§ Selected excerpt
- - - - -
From the above plot, we observe that: 1. Melbourne has a right skewed distribution with the median temperature being smaller than the mean. 2. Canberra seems to have the highest variation in the temperature.

Example: Make a density plot showing the distributions of maximum temperature in Sydney, Canberra and Melbourne.

sns.displot(data = aussie_weather, x = 'MaxTemp',kind = 'kde', col = 'Location')

Example: Show the distributions of the maximum and minimum temperatures in a single plot.

sns.histplot(data=aussie_weather, x="MaxTemp", color="skyblue", label="MaxTemp", kde=True)
sns.histplot(data=aussie_weather, x="MinTemp", color="red", label="MinTemp", kde=True)
plt.legend()
plt.xlabel('Temperature')
Text(0.5, 0, 'Temperature')

The Seaborn function histplot() can be used to make a density plot overlapping on a histogram.

6.3.5 Boxplots with Seaborn

Purpose: Boxplots is a standardized way of visualizing the distribution of a continuous variable. They show five key metrics that describe the data distribution - median, 25th percentile value, 75th percentile value, minimum and maximum, as shown in the figure below. Note that the minimum and maximum exclude the outliers.
- - - - -
§ Records shown
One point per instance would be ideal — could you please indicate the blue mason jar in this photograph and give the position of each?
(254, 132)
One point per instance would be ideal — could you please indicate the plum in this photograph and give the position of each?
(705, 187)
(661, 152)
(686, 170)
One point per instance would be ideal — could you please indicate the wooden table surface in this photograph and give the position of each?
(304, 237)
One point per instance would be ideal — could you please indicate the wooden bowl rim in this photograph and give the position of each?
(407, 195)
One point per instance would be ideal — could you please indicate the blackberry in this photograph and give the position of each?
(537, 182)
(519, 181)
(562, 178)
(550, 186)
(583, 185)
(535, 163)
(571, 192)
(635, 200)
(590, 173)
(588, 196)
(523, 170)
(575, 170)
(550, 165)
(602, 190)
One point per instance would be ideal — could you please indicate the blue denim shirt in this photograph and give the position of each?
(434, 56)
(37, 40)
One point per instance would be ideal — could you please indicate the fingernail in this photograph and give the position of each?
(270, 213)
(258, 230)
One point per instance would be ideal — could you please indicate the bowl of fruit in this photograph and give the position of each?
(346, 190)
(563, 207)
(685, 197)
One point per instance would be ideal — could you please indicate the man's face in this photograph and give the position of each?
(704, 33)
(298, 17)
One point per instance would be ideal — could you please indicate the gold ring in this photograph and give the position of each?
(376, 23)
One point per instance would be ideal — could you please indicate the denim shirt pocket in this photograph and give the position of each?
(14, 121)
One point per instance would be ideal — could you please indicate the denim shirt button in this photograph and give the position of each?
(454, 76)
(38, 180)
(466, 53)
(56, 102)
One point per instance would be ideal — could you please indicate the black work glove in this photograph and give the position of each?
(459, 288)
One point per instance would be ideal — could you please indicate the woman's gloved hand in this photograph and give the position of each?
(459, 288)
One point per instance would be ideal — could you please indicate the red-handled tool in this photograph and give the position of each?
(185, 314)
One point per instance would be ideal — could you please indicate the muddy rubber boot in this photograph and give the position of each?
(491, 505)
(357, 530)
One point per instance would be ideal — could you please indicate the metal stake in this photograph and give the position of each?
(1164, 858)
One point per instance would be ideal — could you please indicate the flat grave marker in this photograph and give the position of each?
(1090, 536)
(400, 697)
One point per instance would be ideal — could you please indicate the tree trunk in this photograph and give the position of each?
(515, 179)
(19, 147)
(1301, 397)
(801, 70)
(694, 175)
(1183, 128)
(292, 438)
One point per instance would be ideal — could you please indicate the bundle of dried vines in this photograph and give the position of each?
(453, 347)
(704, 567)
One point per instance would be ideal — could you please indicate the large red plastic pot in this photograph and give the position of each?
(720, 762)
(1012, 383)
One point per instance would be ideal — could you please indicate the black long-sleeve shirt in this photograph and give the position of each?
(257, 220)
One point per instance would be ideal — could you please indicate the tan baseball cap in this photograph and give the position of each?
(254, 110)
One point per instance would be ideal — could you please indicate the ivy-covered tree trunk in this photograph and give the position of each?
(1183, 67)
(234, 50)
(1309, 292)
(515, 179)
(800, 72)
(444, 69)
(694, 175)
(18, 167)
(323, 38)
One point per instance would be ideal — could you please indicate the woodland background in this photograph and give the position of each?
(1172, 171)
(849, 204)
- - - - -
§ Parts of the exercise
(a) Answer these questions from the Seaborn excerpt:
(i) Which city seems to have the highest variation in temperature?
(ii) Which Seaborn function can make a density plot that overlaps a histogram?
(iii) What five metrics does a boxplot show?
(b) Carry on the Seaborn excerpt past its last sentence.
The entries come from a different source than the Seaborn excerpt.

§ Exercise answers
(a)
(i) Canberra
(ii) histplot()
(iii) The median, the 25th percentile value, the 75th percentile value, the minimum and the maximum

(b)
Example: Make a boxplot comparing the distributions of maximum temperatures of Sydney, Canberra and Melbourne, given whether or not it has rained on the day.

sns.boxplot(data = aussie_weather,x = 'Location', y = 'MaxTemp',hue = 'RainToday')
<AxesSubplot:xlabel='Location', ylabel='MaxTemp'>

From the above plot, we observe that: 1. The maximum temperature of the day, on an average, is lower if it rained on the day. 2. Sydney and Melbourne have some extremely high outlying values of maximum temperature.

We have used the Seaborn boxplot() function for the above plot.

6.3.6 Scatterplots with Seaborn

We made scatterplots with Matplotlib and Pandas earlier. With Seaborn, the regplot() function allows us to plot a trendline over the scatterplot, along with a 95% confidence interval for the trendline. Note that this is much easier than making a trendline with Matplotlib.

#Scatterplot and trendline with seaborn
plt.rcParams["figure.figsize"] = (9,6)
sns.set(font_scale=1.5)
ax=sns.regplot(x = 'gdpPercap', y = 'lifeExp', data = gdp_data,scatter_kws={"color": "orange"}, line_kws={"color": "blue"})
ax.xaxis.set_major_formatter('${x:,.0f}')
ax.set_xlabel('GDP per capita')
ax.set_ylabel('Life expectancy')
Text(0, 0.5, 'Life expectancy')

Note that the confidence interval of the trendline broadens as we move farther away from most of the data points. In other words, there is more uncertainty about the trend as we move to a domain space farther away from the data.

6.3.7 Heatmaps with Seaborn

Purpose: Heatmaps help us visualize the correlation between all variable-pairs.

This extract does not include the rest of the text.